SHORT EXERCISE> Collect every line below that contains the word "tree", and copy each one out.

[Records from a dataset]
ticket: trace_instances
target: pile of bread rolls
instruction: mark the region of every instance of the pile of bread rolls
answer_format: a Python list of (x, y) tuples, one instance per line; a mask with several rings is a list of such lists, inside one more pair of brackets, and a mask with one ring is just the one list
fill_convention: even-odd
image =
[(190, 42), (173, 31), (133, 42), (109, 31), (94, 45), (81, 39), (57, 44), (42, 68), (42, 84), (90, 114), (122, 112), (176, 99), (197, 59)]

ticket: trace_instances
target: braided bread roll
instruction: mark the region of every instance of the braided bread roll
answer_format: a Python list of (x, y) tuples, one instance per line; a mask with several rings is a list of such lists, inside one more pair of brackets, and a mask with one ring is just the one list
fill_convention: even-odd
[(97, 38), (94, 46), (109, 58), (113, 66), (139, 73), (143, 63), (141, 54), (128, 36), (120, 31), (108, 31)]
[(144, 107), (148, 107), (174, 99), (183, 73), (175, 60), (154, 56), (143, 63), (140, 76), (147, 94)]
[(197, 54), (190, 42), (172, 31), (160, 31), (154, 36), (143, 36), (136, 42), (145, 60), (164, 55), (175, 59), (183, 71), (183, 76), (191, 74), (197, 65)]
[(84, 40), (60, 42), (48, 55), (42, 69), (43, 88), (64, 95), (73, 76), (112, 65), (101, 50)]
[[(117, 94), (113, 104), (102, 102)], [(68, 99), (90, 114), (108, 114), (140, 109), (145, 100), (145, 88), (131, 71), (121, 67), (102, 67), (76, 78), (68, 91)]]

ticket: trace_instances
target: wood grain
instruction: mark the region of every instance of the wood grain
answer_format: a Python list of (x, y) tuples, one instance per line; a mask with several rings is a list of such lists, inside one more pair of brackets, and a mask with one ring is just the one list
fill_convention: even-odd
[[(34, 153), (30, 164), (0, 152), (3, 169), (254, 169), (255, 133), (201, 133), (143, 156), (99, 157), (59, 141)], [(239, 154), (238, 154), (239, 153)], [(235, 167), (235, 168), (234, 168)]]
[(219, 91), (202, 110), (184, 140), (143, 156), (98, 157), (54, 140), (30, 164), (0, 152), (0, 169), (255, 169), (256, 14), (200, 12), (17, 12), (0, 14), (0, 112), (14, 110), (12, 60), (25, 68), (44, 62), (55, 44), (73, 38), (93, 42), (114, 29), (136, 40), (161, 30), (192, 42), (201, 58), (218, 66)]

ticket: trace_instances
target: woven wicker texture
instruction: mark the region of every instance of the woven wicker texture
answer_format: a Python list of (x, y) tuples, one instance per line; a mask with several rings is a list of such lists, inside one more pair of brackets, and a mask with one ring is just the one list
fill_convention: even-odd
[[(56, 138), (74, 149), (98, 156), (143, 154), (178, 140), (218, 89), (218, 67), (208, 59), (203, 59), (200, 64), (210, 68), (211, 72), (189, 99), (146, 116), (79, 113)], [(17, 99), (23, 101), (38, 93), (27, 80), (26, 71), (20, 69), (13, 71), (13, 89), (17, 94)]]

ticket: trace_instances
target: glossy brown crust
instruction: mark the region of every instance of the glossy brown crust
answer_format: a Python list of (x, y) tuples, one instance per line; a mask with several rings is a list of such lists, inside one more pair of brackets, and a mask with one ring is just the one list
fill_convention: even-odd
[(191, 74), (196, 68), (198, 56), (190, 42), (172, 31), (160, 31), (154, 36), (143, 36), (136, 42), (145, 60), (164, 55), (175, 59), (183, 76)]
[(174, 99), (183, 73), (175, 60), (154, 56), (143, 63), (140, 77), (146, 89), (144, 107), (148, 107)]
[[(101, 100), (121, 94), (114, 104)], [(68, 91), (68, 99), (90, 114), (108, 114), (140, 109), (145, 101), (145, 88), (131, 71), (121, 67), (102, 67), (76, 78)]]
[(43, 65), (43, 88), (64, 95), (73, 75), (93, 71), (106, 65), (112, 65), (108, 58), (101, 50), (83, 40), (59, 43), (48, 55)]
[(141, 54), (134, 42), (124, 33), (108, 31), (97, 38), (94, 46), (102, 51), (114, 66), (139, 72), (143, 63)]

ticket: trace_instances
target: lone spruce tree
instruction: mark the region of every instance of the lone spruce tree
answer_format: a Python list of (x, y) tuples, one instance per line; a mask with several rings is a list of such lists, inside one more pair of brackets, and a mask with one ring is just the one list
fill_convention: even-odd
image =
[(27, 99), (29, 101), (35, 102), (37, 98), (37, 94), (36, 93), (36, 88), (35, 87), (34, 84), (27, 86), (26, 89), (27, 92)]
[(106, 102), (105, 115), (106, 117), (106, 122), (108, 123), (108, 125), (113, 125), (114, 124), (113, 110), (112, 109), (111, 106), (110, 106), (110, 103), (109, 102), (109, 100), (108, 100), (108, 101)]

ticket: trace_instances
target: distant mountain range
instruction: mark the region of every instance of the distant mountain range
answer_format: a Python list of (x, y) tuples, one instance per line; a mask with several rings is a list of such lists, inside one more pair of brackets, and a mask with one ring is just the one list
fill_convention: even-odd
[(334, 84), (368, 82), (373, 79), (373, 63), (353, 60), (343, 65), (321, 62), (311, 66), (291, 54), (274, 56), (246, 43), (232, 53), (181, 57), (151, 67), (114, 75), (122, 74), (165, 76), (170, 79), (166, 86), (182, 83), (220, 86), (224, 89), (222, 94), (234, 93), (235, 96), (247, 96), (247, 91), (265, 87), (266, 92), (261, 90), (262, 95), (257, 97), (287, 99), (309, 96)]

---

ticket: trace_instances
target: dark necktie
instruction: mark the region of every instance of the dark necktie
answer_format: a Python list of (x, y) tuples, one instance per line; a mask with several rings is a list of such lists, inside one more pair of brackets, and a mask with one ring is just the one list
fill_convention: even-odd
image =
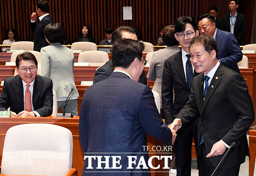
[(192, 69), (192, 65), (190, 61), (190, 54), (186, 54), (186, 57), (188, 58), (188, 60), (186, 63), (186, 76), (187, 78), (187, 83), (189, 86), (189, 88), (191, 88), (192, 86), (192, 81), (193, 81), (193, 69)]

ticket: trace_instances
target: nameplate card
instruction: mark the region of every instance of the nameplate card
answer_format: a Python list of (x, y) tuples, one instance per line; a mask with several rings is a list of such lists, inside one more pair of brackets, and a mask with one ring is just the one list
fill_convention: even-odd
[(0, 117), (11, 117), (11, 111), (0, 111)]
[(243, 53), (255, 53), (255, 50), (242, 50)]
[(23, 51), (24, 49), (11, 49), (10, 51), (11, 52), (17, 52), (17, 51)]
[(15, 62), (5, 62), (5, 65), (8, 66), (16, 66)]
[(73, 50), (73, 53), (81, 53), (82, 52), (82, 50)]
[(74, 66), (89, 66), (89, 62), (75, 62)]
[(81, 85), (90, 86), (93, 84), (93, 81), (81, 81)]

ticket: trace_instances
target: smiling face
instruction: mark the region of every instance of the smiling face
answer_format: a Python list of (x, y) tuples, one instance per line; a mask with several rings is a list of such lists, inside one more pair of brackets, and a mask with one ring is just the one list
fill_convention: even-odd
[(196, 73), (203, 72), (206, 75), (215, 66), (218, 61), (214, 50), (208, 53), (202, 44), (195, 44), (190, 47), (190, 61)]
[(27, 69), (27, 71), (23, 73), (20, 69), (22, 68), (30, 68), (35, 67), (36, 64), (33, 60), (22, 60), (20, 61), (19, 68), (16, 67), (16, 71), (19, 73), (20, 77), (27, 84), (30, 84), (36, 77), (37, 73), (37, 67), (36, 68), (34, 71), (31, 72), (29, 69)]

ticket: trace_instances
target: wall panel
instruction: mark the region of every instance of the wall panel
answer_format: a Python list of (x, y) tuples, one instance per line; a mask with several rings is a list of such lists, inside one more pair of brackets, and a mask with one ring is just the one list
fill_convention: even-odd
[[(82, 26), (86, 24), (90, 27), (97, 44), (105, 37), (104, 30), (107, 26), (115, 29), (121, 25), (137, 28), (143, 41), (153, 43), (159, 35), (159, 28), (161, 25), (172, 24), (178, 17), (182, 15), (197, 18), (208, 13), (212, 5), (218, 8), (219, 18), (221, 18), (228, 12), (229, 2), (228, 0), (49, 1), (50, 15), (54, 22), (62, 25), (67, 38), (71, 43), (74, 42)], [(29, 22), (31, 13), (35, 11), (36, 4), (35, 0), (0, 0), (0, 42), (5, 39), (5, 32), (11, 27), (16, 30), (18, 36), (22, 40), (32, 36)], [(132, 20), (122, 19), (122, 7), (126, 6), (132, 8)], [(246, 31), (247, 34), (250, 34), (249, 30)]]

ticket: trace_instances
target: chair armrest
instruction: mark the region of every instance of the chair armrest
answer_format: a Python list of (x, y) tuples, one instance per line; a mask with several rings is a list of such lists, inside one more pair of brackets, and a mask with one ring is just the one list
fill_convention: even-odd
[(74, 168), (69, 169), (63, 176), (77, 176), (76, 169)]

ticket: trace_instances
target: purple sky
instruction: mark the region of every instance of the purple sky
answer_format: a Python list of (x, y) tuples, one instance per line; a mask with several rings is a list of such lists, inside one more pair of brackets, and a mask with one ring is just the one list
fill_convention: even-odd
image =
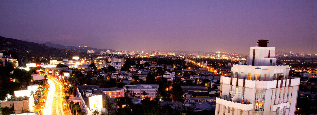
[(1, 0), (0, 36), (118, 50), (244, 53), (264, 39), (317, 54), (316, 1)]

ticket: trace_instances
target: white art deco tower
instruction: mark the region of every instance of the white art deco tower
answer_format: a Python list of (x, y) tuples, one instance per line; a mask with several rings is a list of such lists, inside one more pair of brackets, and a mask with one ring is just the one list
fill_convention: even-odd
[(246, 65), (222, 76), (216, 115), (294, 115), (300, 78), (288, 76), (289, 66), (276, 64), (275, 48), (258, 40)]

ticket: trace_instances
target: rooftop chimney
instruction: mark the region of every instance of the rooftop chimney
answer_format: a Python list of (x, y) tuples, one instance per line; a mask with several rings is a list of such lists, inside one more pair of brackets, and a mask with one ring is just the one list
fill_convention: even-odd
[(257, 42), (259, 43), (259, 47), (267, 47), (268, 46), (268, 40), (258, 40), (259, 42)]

...

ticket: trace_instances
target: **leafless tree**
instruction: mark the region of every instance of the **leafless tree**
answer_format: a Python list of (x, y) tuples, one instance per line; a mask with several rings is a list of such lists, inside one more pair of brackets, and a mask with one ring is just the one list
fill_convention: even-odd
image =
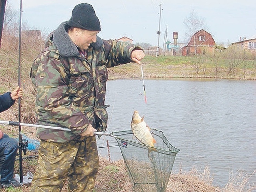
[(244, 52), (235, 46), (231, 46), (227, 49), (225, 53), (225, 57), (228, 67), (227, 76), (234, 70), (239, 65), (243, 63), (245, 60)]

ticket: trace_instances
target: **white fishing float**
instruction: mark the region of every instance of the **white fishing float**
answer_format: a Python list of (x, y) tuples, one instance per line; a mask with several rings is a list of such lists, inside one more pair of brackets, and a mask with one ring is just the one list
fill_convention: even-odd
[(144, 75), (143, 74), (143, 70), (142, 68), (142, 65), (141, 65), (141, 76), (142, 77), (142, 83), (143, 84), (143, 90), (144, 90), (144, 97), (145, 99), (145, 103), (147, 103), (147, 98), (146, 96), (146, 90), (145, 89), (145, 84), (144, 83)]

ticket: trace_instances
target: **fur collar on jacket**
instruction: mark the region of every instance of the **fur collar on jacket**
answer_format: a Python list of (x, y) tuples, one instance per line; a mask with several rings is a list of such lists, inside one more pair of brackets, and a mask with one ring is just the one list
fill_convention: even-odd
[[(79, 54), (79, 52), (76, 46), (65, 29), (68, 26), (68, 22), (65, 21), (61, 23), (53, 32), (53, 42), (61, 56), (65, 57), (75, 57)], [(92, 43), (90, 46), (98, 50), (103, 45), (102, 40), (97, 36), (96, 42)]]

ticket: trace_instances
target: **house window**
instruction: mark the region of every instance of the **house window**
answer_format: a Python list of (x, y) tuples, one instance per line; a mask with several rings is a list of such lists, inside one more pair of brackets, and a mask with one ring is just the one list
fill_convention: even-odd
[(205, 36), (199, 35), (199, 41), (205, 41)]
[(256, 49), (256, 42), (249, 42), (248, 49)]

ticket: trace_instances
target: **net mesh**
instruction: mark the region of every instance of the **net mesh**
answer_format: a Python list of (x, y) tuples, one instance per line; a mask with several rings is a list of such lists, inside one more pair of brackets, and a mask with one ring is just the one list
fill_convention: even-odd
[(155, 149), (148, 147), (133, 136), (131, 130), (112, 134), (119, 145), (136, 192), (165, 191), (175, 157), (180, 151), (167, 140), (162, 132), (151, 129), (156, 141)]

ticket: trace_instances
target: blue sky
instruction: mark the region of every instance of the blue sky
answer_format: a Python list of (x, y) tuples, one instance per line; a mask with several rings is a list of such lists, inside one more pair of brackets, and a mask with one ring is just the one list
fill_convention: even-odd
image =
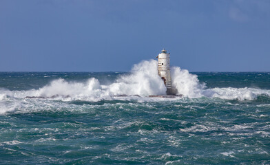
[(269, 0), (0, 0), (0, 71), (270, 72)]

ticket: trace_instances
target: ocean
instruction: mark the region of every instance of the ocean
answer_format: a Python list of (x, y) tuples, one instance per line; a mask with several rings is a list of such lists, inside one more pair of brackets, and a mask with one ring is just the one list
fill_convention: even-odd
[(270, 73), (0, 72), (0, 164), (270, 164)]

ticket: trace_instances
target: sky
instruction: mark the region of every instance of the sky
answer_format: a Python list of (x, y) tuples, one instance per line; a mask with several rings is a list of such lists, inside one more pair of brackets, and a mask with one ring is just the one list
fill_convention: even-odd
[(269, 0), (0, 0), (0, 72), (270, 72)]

RESPONSE>
target: lone spruce tree
instruction: mark the region of every instance of the lone spruce tree
target: **leafless tree**
instruction: mark the region of every instance of the **leafless tree**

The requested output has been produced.